BEGIN Given information
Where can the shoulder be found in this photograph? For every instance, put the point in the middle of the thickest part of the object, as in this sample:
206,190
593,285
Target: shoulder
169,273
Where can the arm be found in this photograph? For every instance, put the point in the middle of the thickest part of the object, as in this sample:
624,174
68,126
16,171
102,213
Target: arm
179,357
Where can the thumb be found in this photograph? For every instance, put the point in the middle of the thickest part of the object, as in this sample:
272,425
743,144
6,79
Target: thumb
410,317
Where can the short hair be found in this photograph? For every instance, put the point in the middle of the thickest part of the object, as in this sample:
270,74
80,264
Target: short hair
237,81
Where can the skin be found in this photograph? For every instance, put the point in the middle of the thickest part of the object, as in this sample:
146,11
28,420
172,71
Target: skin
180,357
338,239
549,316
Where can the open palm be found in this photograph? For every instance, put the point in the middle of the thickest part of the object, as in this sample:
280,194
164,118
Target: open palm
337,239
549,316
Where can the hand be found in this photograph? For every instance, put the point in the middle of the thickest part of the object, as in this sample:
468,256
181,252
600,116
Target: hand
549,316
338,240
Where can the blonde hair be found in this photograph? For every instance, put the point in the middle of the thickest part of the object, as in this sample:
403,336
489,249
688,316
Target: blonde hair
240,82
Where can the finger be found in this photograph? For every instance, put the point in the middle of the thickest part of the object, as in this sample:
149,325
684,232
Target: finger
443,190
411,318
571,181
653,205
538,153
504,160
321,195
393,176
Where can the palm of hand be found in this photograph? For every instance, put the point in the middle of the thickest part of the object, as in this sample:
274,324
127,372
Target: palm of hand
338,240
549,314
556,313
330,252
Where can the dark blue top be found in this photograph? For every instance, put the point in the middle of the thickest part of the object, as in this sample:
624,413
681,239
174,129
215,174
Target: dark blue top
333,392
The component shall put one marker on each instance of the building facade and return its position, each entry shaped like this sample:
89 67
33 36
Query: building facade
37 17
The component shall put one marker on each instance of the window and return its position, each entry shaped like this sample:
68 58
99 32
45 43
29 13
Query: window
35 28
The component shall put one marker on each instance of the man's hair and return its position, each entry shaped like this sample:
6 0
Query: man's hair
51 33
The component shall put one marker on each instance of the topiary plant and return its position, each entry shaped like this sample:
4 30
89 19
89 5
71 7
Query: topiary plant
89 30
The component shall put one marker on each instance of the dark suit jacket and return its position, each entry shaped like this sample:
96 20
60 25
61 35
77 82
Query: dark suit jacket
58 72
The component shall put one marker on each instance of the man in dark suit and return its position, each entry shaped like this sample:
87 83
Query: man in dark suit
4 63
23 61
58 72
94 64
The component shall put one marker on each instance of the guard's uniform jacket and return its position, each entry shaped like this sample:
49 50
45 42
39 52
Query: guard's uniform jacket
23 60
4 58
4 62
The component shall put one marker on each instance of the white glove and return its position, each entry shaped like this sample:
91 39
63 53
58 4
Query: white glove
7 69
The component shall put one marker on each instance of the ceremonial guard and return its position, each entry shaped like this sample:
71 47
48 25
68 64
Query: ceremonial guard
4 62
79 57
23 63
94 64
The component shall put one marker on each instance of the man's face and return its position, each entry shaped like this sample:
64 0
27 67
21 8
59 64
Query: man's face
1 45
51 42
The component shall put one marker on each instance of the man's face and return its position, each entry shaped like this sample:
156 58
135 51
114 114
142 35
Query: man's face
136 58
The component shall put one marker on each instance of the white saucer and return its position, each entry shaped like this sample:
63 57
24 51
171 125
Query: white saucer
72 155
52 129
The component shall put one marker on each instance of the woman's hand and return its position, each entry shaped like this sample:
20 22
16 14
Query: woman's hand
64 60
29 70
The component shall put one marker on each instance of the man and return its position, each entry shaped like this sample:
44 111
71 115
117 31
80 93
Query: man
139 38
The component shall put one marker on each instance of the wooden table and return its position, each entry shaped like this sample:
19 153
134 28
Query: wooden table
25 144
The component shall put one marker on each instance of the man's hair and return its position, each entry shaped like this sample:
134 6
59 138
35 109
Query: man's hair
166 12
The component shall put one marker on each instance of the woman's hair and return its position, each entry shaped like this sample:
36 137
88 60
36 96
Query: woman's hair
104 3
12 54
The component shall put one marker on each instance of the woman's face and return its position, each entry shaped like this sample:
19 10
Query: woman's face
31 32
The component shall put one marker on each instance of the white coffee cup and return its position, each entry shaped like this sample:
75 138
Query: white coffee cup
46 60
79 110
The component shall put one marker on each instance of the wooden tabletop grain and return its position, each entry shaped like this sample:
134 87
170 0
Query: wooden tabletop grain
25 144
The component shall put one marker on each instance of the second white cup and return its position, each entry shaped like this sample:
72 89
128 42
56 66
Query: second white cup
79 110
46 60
END Given information
§ **Problem details**
Each line of the listing must be transcribed precisely as it appears.

§ **Solution for this task**
Where can the shoulder be found in this photograph? For every instance, put the point in the middle of the thickest part of the object, as in this sample:
206,190
593,285
Target: shoulder
169,273
Where can the arm be found in this photograph? For every instance, put the point in the middle of the thickest part of the object, as in this sample:
624,174
68,126
16,171
102,213
Target: arm
179,357
Where can the thumb be found in this photograph? For every instance, put the point in the middle of the thickest part of the object, as in this sample:
272,425
743,144
6,79
Target: thumb
410,317
Where can the short hair be found in this photograph? For every instance, put the point in the middle of the thickest part of the object, as in this sample:
270,74
80,264
Target: short hair
237,81
Where can the skin be found in this photograph? For every instance, put the point in the middle of the thickest part of the object, as in this sample:
146,11
28,420
172,71
Target: skin
180,357
338,239
549,316
Where can the open palm be found in this photograph? For every instance, put the point in the middle of the thickest part of the object, as in this sample:
280,194
164,118
Target: open palm
337,239
549,316
Where can the hand be found in this photograph? For every instance, put the point in the middle of the thickest part of the object, as in this sample:
468,256
181,252
600,116
Target: hand
549,316
338,240
Where can the blonde hair be found in this photograph? For every instance, put the point in the middle of the thickest part of the object, as in this sample:
403,336
489,249
688,316
Target: blonde hair
240,82
Where can the finger be found in this photograph? For every instance, put the point in the middle of the thickest part of the object, as in this sample:
149,325
684,232
Target: finger
443,190
411,318
571,181
653,205
538,153
504,160
321,195
393,176
Where can the palm of hand be found in this photograph? For every instance, put the point in the middle of the thickest part of the object, as in this sample:
274,324
127,372
Target: palm of hand
338,240
549,314
556,313
330,252
Where can the dark blue top be found in this photograph? For every instance, put the point in the middle of the thickest part of the object, as in this sample:
624,413
681,239
174,129
215,174
Target: dark blue top
333,392
The component shall put one marker on each instance of the building facade and return its position, each entry shaped like this sample:
89 67
33 36
Query: building facade
37 17
The component shall put one marker on each instance of the window and return its position, each entry shaped like this sample:
68 58
99 32
45 43
29 13
Query: window
35 28
The component shall put one marker on each instance of the man's hair and return its position, each entry shaped like this sample:
6 0
Query: man's hair
51 33
The component shall put one marker on each instance of the topiary plant and return its position, each entry shaped like this sample:
4 30
89 19
89 5
71 7
Query: topiary plant
89 30
The component shall put one marker on each instance of the dark suit jacket and return its position, each entry shaped like this sample:
96 20
60 25
61 35
77 82
Query: dark suit jacket
58 72
The component shall put one marker on each instance of the man in dark suit and return its position, each entry shaped like this sample:
87 83
Query: man in dark suit
4 63
23 61
58 72
94 64
The component shall put one marker on each instance of the guard's uniform jacket and return its position, each entry shaped like this sample:
49 50
45 42
39 52
Query: guard's uniform jacket
23 60
4 58
4 62
The component shall put one marker on each instance of the white glove and return its position, each entry shaped like this sample:
91 39
63 53
58 4
Query: white glove
7 69
The component shall put one marker on each instance of the ceremonial guard and return its position, each entry shaped like this sample:
71 47
48 25
68 64
Query: ceremonial guard
4 62
79 57
23 63
94 64
The component shall put one marker on each instance of the man's face and return its position, each entry shaped like this sample:
64 0
27 67
21 8
59 64
Query: man's face
1 45
51 42
The component shall put one marker on each instance of the man's face and return its position, each entry shaped like this sample:
156 58
135 51
114 114
142 35
Query: man's face
136 58
The component shall put one marker on each instance of the white saucer and return its position, each entry shaped like this sample:
63 57
24 51
171 125
Query: white saucer
72 155
52 129
The component shall put one marker on each instance of the woman's hand and return its position, each entry shaped like this sample:
20 22
16 14
Query: woman's hand
64 60
29 70
The component shall put one marker on each instance of the man and return its position, each entry shaped like this sample:
44 111
71 115
117 31
80 93
Query: man
139 38
The component shall put one marker on each instance of the wooden table and return its position, each entry shaped like this sample:
19 153
134 28
Query: wooden table
25 144
The component shall put one marker on each instance of the man's hair and return its position, each entry shaped like this sample:
134 6
59 138
35 109
Query: man's hair
166 12
The component shall put one marker on each instance of the woman's hair and return its position, each entry shaped like this sample:
36 137
88 60
36 96
Query: woman's hair
104 3
12 54
The component shall put one marker on each instance of the woman's face and return its position, each entry shaped like this sample:
19 10
Query: woman's face
31 32
The component shall put one marker on each instance of the white coffee cup and return its position, each entry shaped like this sample:
75 138
Query: white coffee cup
46 60
79 110
The component shall put one marker on each instance of the wooden tabletop grain and return its position, each entry shaped like this sample:
134 87
170 0
Query: wooden tabletop grain
25 144
The component shall put one marker on each instance of the second white cup and return its position, each entry shaped like this sample:
72 89
128 42
56 66
Query: second white cup
79 110
46 60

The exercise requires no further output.